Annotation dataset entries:

☆ ☆ ☆ ☆ ☆

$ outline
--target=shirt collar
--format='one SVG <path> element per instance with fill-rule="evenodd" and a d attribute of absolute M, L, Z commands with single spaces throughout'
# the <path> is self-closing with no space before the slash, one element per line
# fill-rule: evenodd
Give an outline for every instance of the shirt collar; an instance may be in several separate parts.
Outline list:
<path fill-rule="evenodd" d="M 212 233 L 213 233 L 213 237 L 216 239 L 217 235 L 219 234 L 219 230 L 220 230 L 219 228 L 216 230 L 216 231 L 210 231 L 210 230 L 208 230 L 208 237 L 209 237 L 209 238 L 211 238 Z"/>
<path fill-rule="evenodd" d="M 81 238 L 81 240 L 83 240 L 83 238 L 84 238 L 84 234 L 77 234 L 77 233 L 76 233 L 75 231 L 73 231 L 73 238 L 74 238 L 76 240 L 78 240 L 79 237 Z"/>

☆ ☆ ☆ ☆ ☆

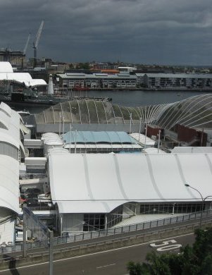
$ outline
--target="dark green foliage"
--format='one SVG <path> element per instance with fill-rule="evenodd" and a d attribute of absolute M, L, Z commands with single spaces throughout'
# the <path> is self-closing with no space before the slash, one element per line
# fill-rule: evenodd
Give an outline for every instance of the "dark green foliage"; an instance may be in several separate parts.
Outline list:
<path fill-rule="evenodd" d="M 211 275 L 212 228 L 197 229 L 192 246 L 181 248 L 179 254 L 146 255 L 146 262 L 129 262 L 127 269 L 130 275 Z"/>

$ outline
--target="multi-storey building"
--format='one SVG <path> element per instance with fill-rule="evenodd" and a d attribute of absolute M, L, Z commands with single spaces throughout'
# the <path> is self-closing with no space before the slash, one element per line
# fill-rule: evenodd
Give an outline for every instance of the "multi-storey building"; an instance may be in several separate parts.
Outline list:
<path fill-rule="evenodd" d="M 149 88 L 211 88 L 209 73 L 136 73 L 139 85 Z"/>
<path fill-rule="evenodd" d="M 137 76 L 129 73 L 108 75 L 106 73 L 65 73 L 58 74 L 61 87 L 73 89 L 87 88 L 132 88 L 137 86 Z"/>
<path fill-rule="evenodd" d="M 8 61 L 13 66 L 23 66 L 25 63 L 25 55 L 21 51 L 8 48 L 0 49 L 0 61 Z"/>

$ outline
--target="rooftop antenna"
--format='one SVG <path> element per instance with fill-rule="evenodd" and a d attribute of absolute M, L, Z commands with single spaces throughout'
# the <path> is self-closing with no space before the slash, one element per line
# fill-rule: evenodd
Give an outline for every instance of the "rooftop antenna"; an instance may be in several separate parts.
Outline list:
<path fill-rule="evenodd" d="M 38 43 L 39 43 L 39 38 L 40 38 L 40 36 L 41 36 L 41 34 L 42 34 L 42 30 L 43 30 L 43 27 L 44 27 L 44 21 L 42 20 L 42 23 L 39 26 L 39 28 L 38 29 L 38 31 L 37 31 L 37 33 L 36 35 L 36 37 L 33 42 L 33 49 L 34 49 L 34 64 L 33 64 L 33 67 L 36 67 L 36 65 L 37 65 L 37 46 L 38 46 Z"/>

☆ ☆ ☆ ☆ ☆

REQUIREMENTS
Locate every line in the listing that contains the word "shirt" and copy each of those lines.

TASK ANSWER
--target=shirt collar
Give an outline for every instance of the shirt collar; an instance may be in several separate parts.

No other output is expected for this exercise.